Work to be completed — Images in the records should be skipped while the rest is transcribed verbatim.
──────────
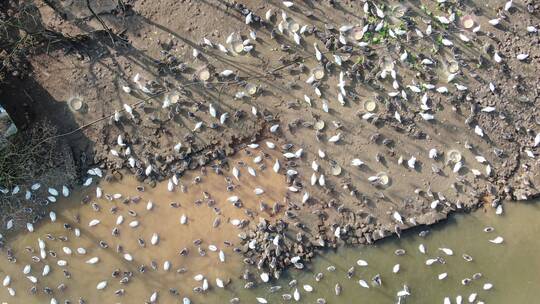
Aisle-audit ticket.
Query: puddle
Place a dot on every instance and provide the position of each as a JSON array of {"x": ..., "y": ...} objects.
[
  {"x": 202, "y": 203},
  {"x": 511, "y": 267}
]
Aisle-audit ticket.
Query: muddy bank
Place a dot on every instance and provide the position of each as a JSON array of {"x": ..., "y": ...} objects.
[{"x": 151, "y": 57}]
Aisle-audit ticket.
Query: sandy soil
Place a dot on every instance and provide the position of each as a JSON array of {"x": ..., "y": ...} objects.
[{"x": 156, "y": 41}]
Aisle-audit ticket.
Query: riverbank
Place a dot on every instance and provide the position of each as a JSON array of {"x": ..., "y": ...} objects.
[{"x": 400, "y": 130}]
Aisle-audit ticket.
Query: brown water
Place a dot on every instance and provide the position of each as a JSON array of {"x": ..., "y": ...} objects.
[
  {"x": 162, "y": 219},
  {"x": 512, "y": 267}
]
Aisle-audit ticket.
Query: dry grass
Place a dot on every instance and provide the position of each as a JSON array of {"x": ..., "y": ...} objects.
[{"x": 27, "y": 155}]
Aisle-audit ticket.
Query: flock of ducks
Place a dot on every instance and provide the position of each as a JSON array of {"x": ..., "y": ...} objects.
[{"x": 348, "y": 36}]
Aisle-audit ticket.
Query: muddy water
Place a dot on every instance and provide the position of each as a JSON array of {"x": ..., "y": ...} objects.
[
  {"x": 201, "y": 202},
  {"x": 512, "y": 267}
]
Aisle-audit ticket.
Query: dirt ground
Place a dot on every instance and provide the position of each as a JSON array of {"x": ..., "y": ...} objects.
[{"x": 156, "y": 40}]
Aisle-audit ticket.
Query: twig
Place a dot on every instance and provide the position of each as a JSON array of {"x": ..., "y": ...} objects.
[{"x": 101, "y": 21}]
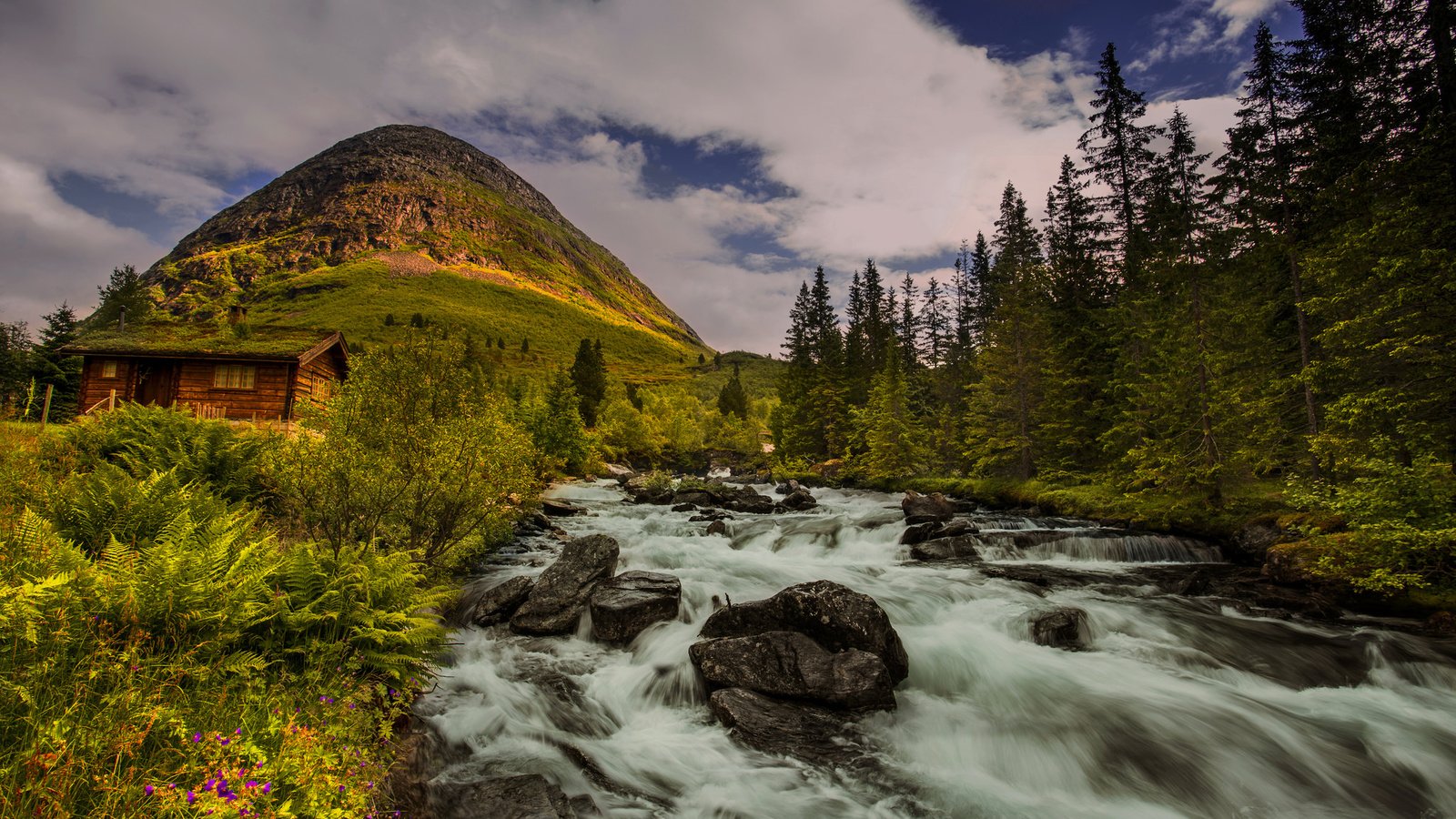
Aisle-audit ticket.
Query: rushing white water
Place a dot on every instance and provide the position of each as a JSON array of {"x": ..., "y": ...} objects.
[{"x": 1183, "y": 707}]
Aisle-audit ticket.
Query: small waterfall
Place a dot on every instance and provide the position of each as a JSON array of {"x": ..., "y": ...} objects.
[
  {"x": 1179, "y": 709},
  {"x": 1106, "y": 545}
]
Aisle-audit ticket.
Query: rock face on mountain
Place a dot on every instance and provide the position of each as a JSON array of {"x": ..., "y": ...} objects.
[{"x": 419, "y": 201}]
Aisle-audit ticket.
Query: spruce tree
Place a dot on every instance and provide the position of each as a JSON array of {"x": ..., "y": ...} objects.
[
  {"x": 732, "y": 398},
  {"x": 589, "y": 376},
  {"x": 1117, "y": 153}
]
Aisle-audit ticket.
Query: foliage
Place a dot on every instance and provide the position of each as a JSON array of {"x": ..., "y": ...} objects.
[
  {"x": 415, "y": 452},
  {"x": 157, "y": 439}
]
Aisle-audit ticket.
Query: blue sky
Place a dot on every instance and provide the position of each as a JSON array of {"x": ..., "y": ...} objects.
[{"x": 723, "y": 150}]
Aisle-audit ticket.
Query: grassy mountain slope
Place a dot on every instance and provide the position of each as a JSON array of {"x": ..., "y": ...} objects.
[{"x": 410, "y": 220}]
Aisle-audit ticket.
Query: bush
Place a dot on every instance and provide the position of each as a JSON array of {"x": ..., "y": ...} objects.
[
  {"x": 412, "y": 452},
  {"x": 157, "y": 439}
]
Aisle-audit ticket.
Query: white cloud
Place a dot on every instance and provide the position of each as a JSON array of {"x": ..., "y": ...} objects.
[
  {"x": 895, "y": 138},
  {"x": 55, "y": 251},
  {"x": 1201, "y": 26}
]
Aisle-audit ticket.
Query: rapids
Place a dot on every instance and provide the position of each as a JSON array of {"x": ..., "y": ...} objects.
[{"x": 1183, "y": 707}]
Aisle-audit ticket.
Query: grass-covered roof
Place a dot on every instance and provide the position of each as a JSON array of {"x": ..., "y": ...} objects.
[{"x": 203, "y": 339}]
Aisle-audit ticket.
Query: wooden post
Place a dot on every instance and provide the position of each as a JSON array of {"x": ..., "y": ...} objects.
[{"x": 46, "y": 410}]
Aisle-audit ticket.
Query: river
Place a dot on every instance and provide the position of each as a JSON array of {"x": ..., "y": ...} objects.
[{"x": 1181, "y": 707}]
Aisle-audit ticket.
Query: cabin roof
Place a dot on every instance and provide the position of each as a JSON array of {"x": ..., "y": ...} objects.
[{"x": 181, "y": 339}]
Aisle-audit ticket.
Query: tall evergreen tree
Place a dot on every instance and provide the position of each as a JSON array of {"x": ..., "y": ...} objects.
[
  {"x": 1006, "y": 402},
  {"x": 1117, "y": 153},
  {"x": 589, "y": 376}
]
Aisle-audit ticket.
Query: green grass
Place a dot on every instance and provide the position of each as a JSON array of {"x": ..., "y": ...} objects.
[{"x": 357, "y": 296}]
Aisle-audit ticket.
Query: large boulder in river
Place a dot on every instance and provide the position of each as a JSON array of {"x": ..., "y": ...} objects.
[
  {"x": 786, "y": 663},
  {"x": 946, "y": 548},
  {"x": 925, "y": 509},
  {"x": 935, "y": 531},
  {"x": 834, "y": 617},
  {"x": 529, "y": 796},
  {"x": 791, "y": 729},
  {"x": 500, "y": 602},
  {"x": 1060, "y": 629},
  {"x": 623, "y": 605},
  {"x": 562, "y": 591}
]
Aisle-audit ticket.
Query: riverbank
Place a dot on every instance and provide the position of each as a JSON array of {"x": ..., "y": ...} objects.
[{"x": 1256, "y": 525}]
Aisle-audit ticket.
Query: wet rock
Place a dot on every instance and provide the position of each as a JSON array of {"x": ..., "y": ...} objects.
[
  {"x": 623, "y": 605},
  {"x": 1252, "y": 542},
  {"x": 798, "y": 500},
  {"x": 786, "y": 489},
  {"x": 924, "y": 509},
  {"x": 786, "y": 663},
  {"x": 946, "y": 548},
  {"x": 500, "y": 602},
  {"x": 790, "y": 729},
  {"x": 830, "y": 614},
  {"x": 1292, "y": 564},
  {"x": 1060, "y": 629},
  {"x": 561, "y": 592},
  {"x": 935, "y": 530},
  {"x": 1441, "y": 624},
  {"x": 561, "y": 509},
  {"x": 529, "y": 796},
  {"x": 648, "y": 489}
]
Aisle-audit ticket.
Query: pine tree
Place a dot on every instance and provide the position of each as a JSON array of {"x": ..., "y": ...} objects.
[
  {"x": 123, "y": 293},
  {"x": 909, "y": 324},
  {"x": 589, "y": 376},
  {"x": 1117, "y": 153},
  {"x": 1081, "y": 356},
  {"x": 48, "y": 365},
  {"x": 1004, "y": 426},
  {"x": 732, "y": 398},
  {"x": 936, "y": 325}
]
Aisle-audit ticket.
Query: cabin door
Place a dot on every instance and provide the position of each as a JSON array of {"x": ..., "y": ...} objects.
[{"x": 155, "y": 383}]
──────────
Answer box —
Aisle-audit ticket.
Query: puddle
Place a dot on every instance and provide the position of each as a JSON array of {"x": ..., "y": ...} objects.
[
  {"x": 202, "y": 203},
  {"x": 511, "y": 267}
]
Aisle-audit ticket.
Query: muddy bank
Place a dot on every instance and provide the position of each as a JSON array of {"x": ..., "y": ...} objects.
[{"x": 151, "y": 57}]
Aisle-audit ticket.
Query: sandy soil
Place a dot on every instance and provide the position of each as a JSON array of {"x": ..., "y": ...} objects.
[{"x": 156, "y": 41}]
Aisle-audit ticket.
Query: riverbank
Place a dot on every instance and provide the position of each as a JSON array of {"x": ..., "y": ...} objects.
[{"x": 400, "y": 130}]
Aisle-audit ticket.
Query: brown water
Place a dot on every instance and provide the position of each as a JSON array of {"x": ..., "y": ...} objects.
[
  {"x": 162, "y": 219},
  {"x": 512, "y": 267}
]
Aisle-audit ticket.
Query: dry grass
Place a dot on every instance and provide the position of each as a JSON array of {"x": ..., "y": ...} objects.
[{"x": 27, "y": 155}]
Aisle-audit ticket.
Query: flock of ducks
Place a dot on every instance and provide the position of each as a JSON array of {"x": ..., "y": ...} objects.
[{"x": 348, "y": 36}]
Aisle-audit ticket.
Query: muddy water
Place a dot on every instance and provide the position of each as a JSON array of {"x": ..., "y": ...} objects.
[
  {"x": 201, "y": 202},
  {"x": 512, "y": 267}
]
Aisle-audit ticket.
Query: dirt ground
Place a dot on every instance and provide the position of each as a JSON array of {"x": ..., "y": ...} objects.
[{"x": 156, "y": 40}]
Aisle-audit ticket.
Query: twig
Place a dot on every instance and provide the position of each as a JSON array of {"x": ..., "y": ...} objects.
[{"x": 101, "y": 21}]
Aisle-audit ticket.
Query: rushing white water
Place a dot on every instance and provide the position of each as a JSON array of {"x": ..., "y": ...} objects.
[{"x": 1183, "y": 707}]
Aisle-audit ticket.
Query: small waterfall
Place a dot on every instance and provide the position of each as a JSON array of {"x": ..., "y": ...} objects.
[
  {"x": 1179, "y": 709},
  {"x": 1106, "y": 545}
]
Aisle-audit ticket.
Query: rock face on mountain
Place a dot on every instance and provide the position of each as a JSON array of {"x": ..., "y": ...} objects.
[{"x": 419, "y": 201}]
Aisle-audit ticket.
Query: spruce tree
Place a dot on every instance and provide the position of each as a JSON array of {"x": ..., "y": ...} objects.
[
  {"x": 732, "y": 398},
  {"x": 589, "y": 376},
  {"x": 1117, "y": 153}
]
Aisle-audit ticket.
Query: foliage
Place a dot on every instance and provide the position of each as a JSON array of {"x": ..., "y": ...} objects.
[
  {"x": 415, "y": 452},
  {"x": 157, "y": 439}
]
Aisle-audit ticket.
Query: blue sky
Place a dot on every instance and provide the position of each as a JSON array of {"x": ..., "y": ...} objects.
[{"x": 723, "y": 150}]
Aisle-audit ticket.
Query: grassy mountain slope
Place a dot on every instance and provide the position of each as a JSON array of {"x": ..., "y": ...} objects.
[{"x": 410, "y": 220}]
Aisle-audit ticket.
Query: bush
Place a dot on every instance and provide the position of each as a JSON array of {"x": ..., "y": ...} objects.
[
  {"x": 412, "y": 452},
  {"x": 157, "y": 439}
]
Aisle-audit ticket.
Query: white cloud
Place a dot on every instance and provide the position of each as a JSON array of {"x": ..., "y": ...} objects.
[
  {"x": 895, "y": 138},
  {"x": 55, "y": 251},
  {"x": 1201, "y": 26}
]
Aisle-audit ticket.
Query: rapids
Place a dot on every instance and provide the position of each as a JSON array of {"x": ..., "y": ...} objects.
[{"x": 1183, "y": 707}]
Aisle-audit ticket.
Query: grass-covered roof
Place a dot on every instance and provide the position of each as a JSON array of {"x": ..., "y": ...} objects.
[{"x": 203, "y": 339}]
Aisle-audit ticket.
Query: wooden post
Place a dot on every instance and provide the position of each as a JSON array of {"x": ..., "y": ...} objects.
[{"x": 46, "y": 410}]
Aisle-audit ticket.
Query: river
Place a dot on every instance and provide the position of each as a JSON array of {"x": ..., "y": ...} objects.
[{"x": 1181, "y": 707}]
Aisle-audit ticket.
Query: cabin roof
Place a dot on every instance and provide the position of each as a JSON array of {"x": ..., "y": ...} objects.
[{"x": 181, "y": 339}]
Aisle-audit ticket.
Query: tall evergreen tree
Place a dot on every instance and provide the position of each as a JSON array of {"x": ..., "y": ...} objects.
[
  {"x": 1006, "y": 402},
  {"x": 1117, "y": 153},
  {"x": 589, "y": 376}
]
Aisle-audit ticket.
Query: green grass
Place a dot on every instance and provide the position of each as a JSON array of {"x": ..., "y": ...} objects.
[{"x": 357, "y": 296}]
Aisle-audit ticket.
Query: large boulder in river
Place a dot on every instance and provide the position of each as a JSON array of {"x": ..., "y": ...} objects.
[
  {"x": 786, "y": 663},
  {"x": 946, "y": 548},
  {"x": 925, "y": 509},
  {"x": 935, "y": 531},
  {"x": 834, "y": 617},
  {"x": 529, "y": 796},
  {"x": 791, "y": 729},
  {"x": 500, "y": 602},
  {"x": 1060, "y": 629},
  {"x": 623, "y": 605},
  {"x": 562, "y": 591}
]
Aisle-audit ticket.
Query: riverbank
Place a dot on every instance and provide the position of each as a JSON array of {"x": ..., "y": ...} objects.
[{"x": 1256, "y": 525}]
Aisle-audit ticket.
Query: wet rock
Place a dot on every instance and provide the position of each as a JSON array of {"x": ..., "y": ...} objects.
[
  {"x": 623, "y": 605},
  {"x": 1252, "y": 542},
  {"x": 798, "y": 500},
  {"x": 786, "y": 489},
  {"x": 924, "y": 509},
  {"x": 786, "y": 663},
  {"x": 946, "y": 548},
  {"x": 500, "y": 602},
  {"x": 790, "y": 729},
  {"x": 830, "y": 614},
  {"x": 1292, "y": 564},
  {"x": 1060, "y": 629},
  {"x": 561, "y": 592},
  {"x": 935, "y": 530},
  {"x": 1441, "y": 624},
  {"x": 561, "y": 509},
  {"x": 529, "y": 796},
  {"x": 648, "y": 489}
]
Aisle-audit ticket.
Query: pine tree
Place a dot on every instance and provide the position of each as a JSON array of {"x": ..., "y": ...} objects.
[
  {"x": 123, "y": 293},
  {"x": 909, "y": 324},
  {"x": 589, "y": 376},
  {"x": 1117, "y": 153},
  {"x": 1081, "y": 356},
  {"x": 48, "y": 365},
  {"x": 1004, "y": 426},
  {"x": 732, "y": 398},
  {"x": 936, "y": 325}
]
Aisle-audit ticket.
Query: cabin door
Place a dot on every instance and provide the position of each as a JSON array of {"x": ..., "y": ...} objects.
[{"x": 155, "y": 383}]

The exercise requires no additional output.